TAREA 1 — Según el fragmento sobre la casa, ¿en la lente de quiénes vuelve a estar la casa? Nombra a todos.
TAREA 2 — Prosigue el fragmento sobre la casa a partir de su última oración.

FRAGMENTO DEL TEXTO —

___

La trashumancia, la del desterrado, la del que han expulsado de sus parcelas, da, a su vez, otra mirada sobre la casa. También está la casa con ruedas, como en la que el escritor que nos mostró las penurias de los agricultores de Oklahoma, en una caravana triste hacia California, recorrió su país. La casa, que es un lugar (¿le cabrá el concepto de no-lugar?) histórico, está hoy en la mira crítica del hombre atacado por una pandemia.
“Quédate en casa” es la nueva consigna universal. La del capitalismo salvaje y la de los pueblos que son víctimas de las más aberrantes explotaciones. La del neoliberalismo y la de los que luchan contra un desvergonzado sistema de inequidades y miserias. La casa torna a estar en la lente de filósofos y economistas, en la de la señora que vende aguacates y en la del que habita en la incomodidad del inquilinato. ¿Qué es la casa?

___

FILAS LISTADAS —
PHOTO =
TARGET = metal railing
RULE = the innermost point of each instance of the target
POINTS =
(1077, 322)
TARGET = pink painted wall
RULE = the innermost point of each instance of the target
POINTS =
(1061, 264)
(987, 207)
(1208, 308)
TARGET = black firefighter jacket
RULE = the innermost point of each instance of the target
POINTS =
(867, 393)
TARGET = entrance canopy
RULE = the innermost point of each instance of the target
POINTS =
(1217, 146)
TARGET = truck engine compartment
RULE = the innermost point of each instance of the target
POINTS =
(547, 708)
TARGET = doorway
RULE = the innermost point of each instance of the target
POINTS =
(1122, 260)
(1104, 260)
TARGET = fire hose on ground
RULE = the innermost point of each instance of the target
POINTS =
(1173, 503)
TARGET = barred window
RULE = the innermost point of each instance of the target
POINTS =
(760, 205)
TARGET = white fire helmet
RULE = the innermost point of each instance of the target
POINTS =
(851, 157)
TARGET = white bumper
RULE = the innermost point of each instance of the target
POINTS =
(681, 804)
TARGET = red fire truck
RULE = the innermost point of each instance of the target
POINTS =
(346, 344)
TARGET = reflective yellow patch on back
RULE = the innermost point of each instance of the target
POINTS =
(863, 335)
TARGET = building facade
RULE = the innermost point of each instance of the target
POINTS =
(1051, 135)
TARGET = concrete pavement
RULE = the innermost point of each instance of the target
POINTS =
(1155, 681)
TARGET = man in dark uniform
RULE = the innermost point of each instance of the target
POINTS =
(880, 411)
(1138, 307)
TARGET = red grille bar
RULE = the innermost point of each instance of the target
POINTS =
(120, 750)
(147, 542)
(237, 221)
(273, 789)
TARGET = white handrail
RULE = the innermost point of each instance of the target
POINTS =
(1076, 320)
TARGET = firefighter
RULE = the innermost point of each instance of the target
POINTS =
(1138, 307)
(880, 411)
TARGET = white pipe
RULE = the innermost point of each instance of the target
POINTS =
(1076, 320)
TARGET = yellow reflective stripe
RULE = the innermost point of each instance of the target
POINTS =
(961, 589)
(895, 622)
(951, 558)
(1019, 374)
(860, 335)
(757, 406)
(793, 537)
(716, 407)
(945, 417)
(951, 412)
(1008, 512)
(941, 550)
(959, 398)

___

RESPUESTA FINAL 1 — Los filósofos, los economistas, la señora que vende aguacates y el que habita en la incomodidad del inquilinato.

RESPUESTA FINAL 2 —
¿Qué es la casa para quien dejó atrás, amenazado por paramilitares o por guerrilleros, o por miembros del Ejército, sus predios que eran patrimonio de la memoria familiar, de sus ancestros, de su condición campesina? ¿Qué es la casa para el poeta, como aquel de Alejandría, que nos hizo caer en cuenta que la casa, como el barrio, como tu ciudad, irá siempre con vos? Hoy, en medio de la crisis de salud pública, de la vasta amenaza pandémica, la casa ha tomado la forma del refugio, de la vacuna, del aislamiento, de una condición diferente a la que la historia le ha asignado.
Por supuesto, una cosa es la casa del pobre, del carenciado, que la del mafioso o la del magnate. No debe ser lo mismo permanecer en una casa con todas las comodidades, patios, muchas alcobas, espacios verdes, en fin, que en un tugurio. Las diferencias de clase son más evidentes en tiempos de pandemia. Y el mundo de las necesidades, de las limitaciones es más notorio —y triste— por estas jornadas en las que, como una salida para evitar el contagio, la recomendación universal es la de “quédate en casa”, o, si se quiere ser más contundente, “en tu puta casa”.
Y entonces la “puta casa” para muchos es un lugar sin servicios públicos, desconectada de la llamada “civilización” y en la que aun los célebres “procesos civilizatorios” están en palotes. O en pañales. Debe ser una suerte de infierno, de dantesca espacialidad, el estar obligado a permanecer entre cuatro paredes (a veces de tabla, de cartón, de material deleznable), en una suerte de celda, de calabozo, que acrecienta las penas y disminuye las ganas de vivir.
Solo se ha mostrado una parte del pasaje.